START TASK MATERIAL
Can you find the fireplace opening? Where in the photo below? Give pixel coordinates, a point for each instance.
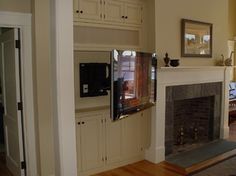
(193, 123)
(192, 116)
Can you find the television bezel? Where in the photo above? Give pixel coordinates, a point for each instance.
(118, 117)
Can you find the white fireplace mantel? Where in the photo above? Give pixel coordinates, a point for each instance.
(169, 76)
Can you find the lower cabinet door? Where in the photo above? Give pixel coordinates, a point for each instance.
(131, 136)
(113, 141)
(145, 128)
(91, 133)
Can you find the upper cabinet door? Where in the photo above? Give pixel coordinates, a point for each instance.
(114, 11)
(88, 9)
(133, 13)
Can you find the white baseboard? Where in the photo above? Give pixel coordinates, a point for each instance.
(155, 155)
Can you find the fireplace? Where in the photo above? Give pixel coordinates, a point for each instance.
(192, 116)
(177, 84)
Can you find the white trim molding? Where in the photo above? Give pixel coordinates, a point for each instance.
(23, 21)
(184, 76)
(63, 97)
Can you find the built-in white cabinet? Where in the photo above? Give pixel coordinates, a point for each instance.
(103, 144)
(130, 136)
(109, 11)
(113, 141)
(90, 142)
(88, 9)
(123, 12)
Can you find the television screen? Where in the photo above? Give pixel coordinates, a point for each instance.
(133, 82)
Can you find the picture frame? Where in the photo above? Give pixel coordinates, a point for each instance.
(196, 39)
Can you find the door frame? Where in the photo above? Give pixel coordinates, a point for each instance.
(63, 86)
(23, 22)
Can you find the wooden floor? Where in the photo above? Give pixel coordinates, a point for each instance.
(145, 168)
(142, 168)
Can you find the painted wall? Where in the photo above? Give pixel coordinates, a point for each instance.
(168, 16)
(43, 85)
(232, 19)
(15, 5)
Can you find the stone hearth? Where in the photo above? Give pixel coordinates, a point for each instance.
(174, 78)
(193, 110)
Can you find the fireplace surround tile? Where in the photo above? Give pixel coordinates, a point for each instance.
(188, 92)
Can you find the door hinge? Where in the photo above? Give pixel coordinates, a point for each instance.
(23, 165)
(20, 106)
(18, 45)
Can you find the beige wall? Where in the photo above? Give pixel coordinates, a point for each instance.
(232, 19)
(15, 5)
(169, 14)
(42, 85)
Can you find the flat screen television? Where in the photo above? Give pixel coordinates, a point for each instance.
(133, 82)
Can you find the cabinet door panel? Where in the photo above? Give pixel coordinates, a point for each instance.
(91, 142)
(78, 145)
(90, 9)
(145, 125)
(133, 13)
(113, 141)
(114, 11)
(130, 137)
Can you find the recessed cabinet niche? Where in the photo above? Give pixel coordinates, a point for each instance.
(103, 144)
(109, 11)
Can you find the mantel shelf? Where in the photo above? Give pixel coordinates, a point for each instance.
(191, 68)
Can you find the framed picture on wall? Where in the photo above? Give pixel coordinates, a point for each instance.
(196, 39)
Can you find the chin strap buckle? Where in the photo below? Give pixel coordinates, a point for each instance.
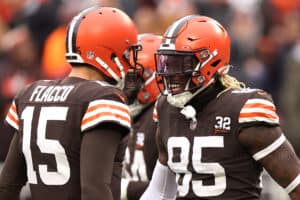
(190, 113)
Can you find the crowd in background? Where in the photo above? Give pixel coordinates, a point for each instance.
(265, 49)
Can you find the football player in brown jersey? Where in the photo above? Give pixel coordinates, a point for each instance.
(68, 131)
(214, 135)
(142, 91)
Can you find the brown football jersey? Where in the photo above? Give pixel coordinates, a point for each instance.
(205, 154)
(142, 152)
(51, 117)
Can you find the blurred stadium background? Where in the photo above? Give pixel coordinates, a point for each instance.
(265, 48)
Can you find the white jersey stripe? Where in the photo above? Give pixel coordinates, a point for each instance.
(108, 102)
(105, 119)
(105, 110)
(259, 119)
(259, 110)
(269, 149)
(12, 123)
(261, 101)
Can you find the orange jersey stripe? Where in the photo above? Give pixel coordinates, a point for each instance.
(12, 118)
(257, 114)
(104, 114)
(259, 105)
(95, 107)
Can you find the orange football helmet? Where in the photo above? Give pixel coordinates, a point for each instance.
(142, 82)
(102, 37)
(194, 50)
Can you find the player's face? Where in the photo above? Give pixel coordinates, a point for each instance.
(176, 71)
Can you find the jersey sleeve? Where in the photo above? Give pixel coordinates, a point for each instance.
(154, 115)
(103, 110)
(260, 109)
(12, 117)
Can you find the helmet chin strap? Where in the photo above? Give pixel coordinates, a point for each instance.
(120, 81)
(179, 100)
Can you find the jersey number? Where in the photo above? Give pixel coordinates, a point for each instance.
(47, 146)
(181, 167)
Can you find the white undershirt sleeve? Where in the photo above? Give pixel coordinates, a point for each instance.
(162, 185)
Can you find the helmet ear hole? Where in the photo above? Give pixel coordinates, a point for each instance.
(214, 64)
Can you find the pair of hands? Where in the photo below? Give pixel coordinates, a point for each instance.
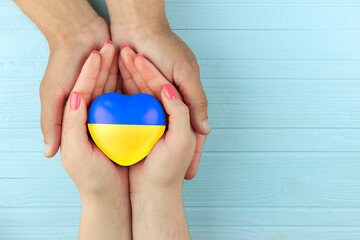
(155, 184)
(156, 41)
(73, 29)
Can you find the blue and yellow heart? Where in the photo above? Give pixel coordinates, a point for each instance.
(125, 128)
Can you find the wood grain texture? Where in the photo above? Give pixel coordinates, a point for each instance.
(283, 160)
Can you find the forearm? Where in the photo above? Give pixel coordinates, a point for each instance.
(138, 13)
(159, 215)
(105, 218)
(58, 18)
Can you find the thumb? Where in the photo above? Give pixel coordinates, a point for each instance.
(180, 134)
(74, 130)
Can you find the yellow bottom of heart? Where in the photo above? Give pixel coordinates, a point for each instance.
(125, 144)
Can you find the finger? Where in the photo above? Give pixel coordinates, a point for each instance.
(74, 132)
(187, 78)
(153, 77)
(52, 105)
(128, 56)
(128, 83)
(111, 83)
(107, 57)
(119, 85)
(192, 169)
(88, 76)
(180, 133)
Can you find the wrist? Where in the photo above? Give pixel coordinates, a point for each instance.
(60, 31)
(105, 217)
(158, 213)
(135, 16)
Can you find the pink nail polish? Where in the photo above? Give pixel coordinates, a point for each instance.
(74, 101)
(124, 45)
(95, 51)
(138, 55)
(107, 42)
(169, 91)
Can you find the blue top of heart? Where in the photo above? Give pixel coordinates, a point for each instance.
(116, 108)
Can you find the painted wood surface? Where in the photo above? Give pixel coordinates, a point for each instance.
(283, 161)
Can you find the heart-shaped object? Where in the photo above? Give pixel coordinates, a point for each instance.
(124, 127)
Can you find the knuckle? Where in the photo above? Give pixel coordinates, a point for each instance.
(183, 110)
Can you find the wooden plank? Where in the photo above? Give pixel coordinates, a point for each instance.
(233, 103)
(227, 15)
(228, 165)
(198, 216)
(219, 190)
(216, 69)
(237, 44)
(232, 140)
(201, 232)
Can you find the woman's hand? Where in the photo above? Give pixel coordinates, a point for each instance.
(73, 29)
(156, 182)
(102, 184)
(144, 26)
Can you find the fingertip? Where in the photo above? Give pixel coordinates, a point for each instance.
(205, 126)
(50, 149)
(47, 150)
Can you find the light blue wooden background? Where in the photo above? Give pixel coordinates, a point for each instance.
(283, 160)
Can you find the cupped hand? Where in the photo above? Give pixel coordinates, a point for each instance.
(67, 56)
(92, 172)
(177, 64)
(169, 159)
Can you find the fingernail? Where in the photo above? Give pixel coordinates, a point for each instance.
(169, 91)
(74, 101)
(95, 51)
(107, 42)
(138, 55)
(124, 45)
(47, 150)
(205, 125)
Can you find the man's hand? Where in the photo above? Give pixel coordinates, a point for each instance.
(143, 26)
(73, 29)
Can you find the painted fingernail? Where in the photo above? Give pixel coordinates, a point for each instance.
(107, 42)
(74, 101)
(47, 150)
(205, 125)
(138, 55)
(169, 91)
(95, 51)
(124, 45)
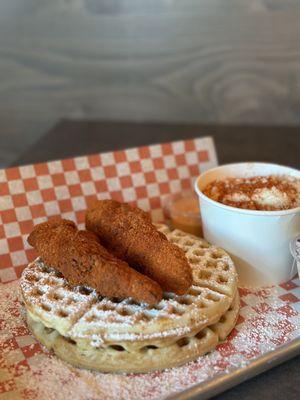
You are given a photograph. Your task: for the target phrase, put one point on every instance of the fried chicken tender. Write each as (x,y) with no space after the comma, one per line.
(82,260)
(130,235)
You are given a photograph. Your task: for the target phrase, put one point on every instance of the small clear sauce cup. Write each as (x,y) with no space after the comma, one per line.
(183,211)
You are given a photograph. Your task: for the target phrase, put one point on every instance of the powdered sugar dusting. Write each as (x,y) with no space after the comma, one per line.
(268,318)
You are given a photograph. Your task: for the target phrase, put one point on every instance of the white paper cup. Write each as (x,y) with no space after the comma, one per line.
(258,241)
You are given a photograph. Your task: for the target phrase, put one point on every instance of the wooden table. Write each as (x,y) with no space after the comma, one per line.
(234,143)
END TASK MATERIAL
(CHALLENGE): Reproduce verbatim every line of the entries, starting at the line that contains "of the powdered" and continuing through the final line of the entries.

(RESULT OF THIS EXERCISE):
You are given a photograph. Your task: for the target phrase, put one point on every instance of the powdered sugar dusting. Write each as (x,y) with no space after the comma, one per line.
(268,318)
You are given a photograph. Your task: for the target phrase, put one point on every instance of the white paper cup. Write each as (x,y) with no space after the comma, one per line.
(258,241)
You are given a photograph. Your task: for the target phrase, put one point on every instance of the wooden table. Write each as (x,y) with no space after the comma, one per line.
(234,143)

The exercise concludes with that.